By Cheryl Sullenger
Dover, DE — It was the stuff of nightmares. A woman walked into the Planned Parenthood abortion facility in Dover, Delaware, last Friday thinking that she would be getting a “safe” abortion done by a competent provider. She couldn’t have been more mistaken.
Instead she received a botched, incomplete abortion by done by Larry Roy Glazerman, a former Florida doctor who has hurt a woman during surgery before.
To make matters worse, Planned Parenthood refused to properly call an ambulance for the woman who was suffering from a tremendous amount of pain. Instead, clinic workers walked her and her boyfriend out to their private vehicle.
A pro-life activist on the scene at the time of the incident spoke with the boyfriend about what happened at the Planned Parenthood facility.
She told Operation Rescue that he said Glazerman started the suction abortion procedure but the baby “wasn’t in the right position” and “would not fit into the suction tube.” He instructed the boyfriend to take the patient to the emergency room.
“The doctor there can do the abortion,” Glazerman reportedly told the boyfriend, who took information from the pro-life activist, but turned down further assistance.
The woman was then rushed via private vehicle to Kent Hospital’s emergency room where her abortion was presumably completed.
“It is outrageous that Planned Parenthood would refuse to call for an ambulance transport for a woman in the middle of a painful botched abortion,” said Troy Newman, President of Operation Rescue. “It shows Planned Parenthood is more interested in covering up their mistakes than taking proper care of women.”

## Dataset entries

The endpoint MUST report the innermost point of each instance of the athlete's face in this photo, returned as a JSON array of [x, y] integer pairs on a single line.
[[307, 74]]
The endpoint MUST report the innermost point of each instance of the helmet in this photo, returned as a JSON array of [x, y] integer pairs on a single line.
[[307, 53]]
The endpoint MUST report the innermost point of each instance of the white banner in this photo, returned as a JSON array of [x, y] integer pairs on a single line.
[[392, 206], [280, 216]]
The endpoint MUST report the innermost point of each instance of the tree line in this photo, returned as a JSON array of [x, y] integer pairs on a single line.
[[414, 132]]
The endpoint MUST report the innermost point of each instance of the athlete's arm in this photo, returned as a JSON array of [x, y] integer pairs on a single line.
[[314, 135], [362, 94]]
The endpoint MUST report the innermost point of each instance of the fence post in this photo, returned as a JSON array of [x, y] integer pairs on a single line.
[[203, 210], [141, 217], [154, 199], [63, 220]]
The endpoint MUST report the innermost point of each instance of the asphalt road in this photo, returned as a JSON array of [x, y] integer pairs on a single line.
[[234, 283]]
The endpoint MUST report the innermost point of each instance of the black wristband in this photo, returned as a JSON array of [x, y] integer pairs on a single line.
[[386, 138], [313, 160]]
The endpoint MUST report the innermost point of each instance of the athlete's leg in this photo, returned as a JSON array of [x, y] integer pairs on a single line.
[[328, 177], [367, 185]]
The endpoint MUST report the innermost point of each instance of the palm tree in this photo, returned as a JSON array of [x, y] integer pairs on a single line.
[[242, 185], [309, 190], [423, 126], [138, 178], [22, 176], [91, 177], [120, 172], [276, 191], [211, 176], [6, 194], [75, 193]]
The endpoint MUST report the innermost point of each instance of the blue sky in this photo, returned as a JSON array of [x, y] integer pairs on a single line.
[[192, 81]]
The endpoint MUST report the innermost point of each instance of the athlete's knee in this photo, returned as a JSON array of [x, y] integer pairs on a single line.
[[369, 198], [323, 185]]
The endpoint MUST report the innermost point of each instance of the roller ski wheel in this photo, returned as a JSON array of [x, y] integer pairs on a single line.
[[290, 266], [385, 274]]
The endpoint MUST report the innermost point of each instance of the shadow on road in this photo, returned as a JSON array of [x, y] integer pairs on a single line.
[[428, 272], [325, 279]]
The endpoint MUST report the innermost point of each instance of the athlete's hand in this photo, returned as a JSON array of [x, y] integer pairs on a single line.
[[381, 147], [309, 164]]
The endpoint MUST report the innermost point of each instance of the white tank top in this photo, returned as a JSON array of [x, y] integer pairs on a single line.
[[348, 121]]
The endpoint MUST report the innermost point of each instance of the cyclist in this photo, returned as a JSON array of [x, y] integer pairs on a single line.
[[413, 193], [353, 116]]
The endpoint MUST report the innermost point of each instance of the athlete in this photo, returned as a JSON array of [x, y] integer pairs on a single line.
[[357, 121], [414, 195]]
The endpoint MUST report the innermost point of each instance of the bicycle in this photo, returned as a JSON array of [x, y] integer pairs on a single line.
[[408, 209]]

## What to produce
Write the next part of the article about the incomplete abortion at the Dover, Delaware, Planned Parenthood facility, starting after its final quotation.

## Your response
In 2013, the Dover Planned Parenthood abortion office temporarily suspended surgical abortions after dangerous conditions and practices were uncovered, thanks to two former Planned Parenthood workers who came forward to testify before the Delaware Legislature and the news media about what they saw.
Jayne Mitchell-Werbrich and Joyce Vasikonis told WPVI-TV of a “meat-market style of assembly-line abortions where the abortionist refused to wear gloves, surgical instruments were reused without being cleaned, and “bloody drainage” remained on abortion tables between procedures, exposing women to blood-borne diseases.”
“It was just unsafe. I can’t tell you how ridiculously unsafe it was,” said Mitchell-Werbrich. “Planned Parenthood needs to close its doors, it needs to be cleaned up, the staff needs to be trained.”
Glazerman is licensed in Delaware, Pennsylvania, and Florida. While working in Florida, he performed a routine overian cyst removal procedure on Lisa Marie Carter, a former Department of Defense intelligence analyst. Carter sued Glazerman in 2012, after she experienced severe complications from the procedure. According to news reports, Glazerman sliced through her bowel during the procedure, causing a massive infection. As a result of the infection, Carter suffered the amputation of her hands and feet and a portion of her lower legs. She must now live in a nursing home.
“Perhaps it’s no wonder that Planned Parenthood never called an ambulance for their botched abortion patient. Could it be that they were trying to conceal the complication in order to avoid further trouble for the abortion business as well as the troubled abortionist? With their federal funding currently at risk, it’s possible,” said Newman.
So far in 2017, there have been 17 documented medical emergencies at Planned Parenthood abortion facilities across the nation.
“Incidents like these at Planned Parenthood abortion businesses should give the Senate a sense of urgency when it comes to defunding Planned Parenthood,” Newman said. “A business that makes their living killing and maiming women while dismembering their pre-born babies must not be enabled with our tax money to continue inflicting harm.”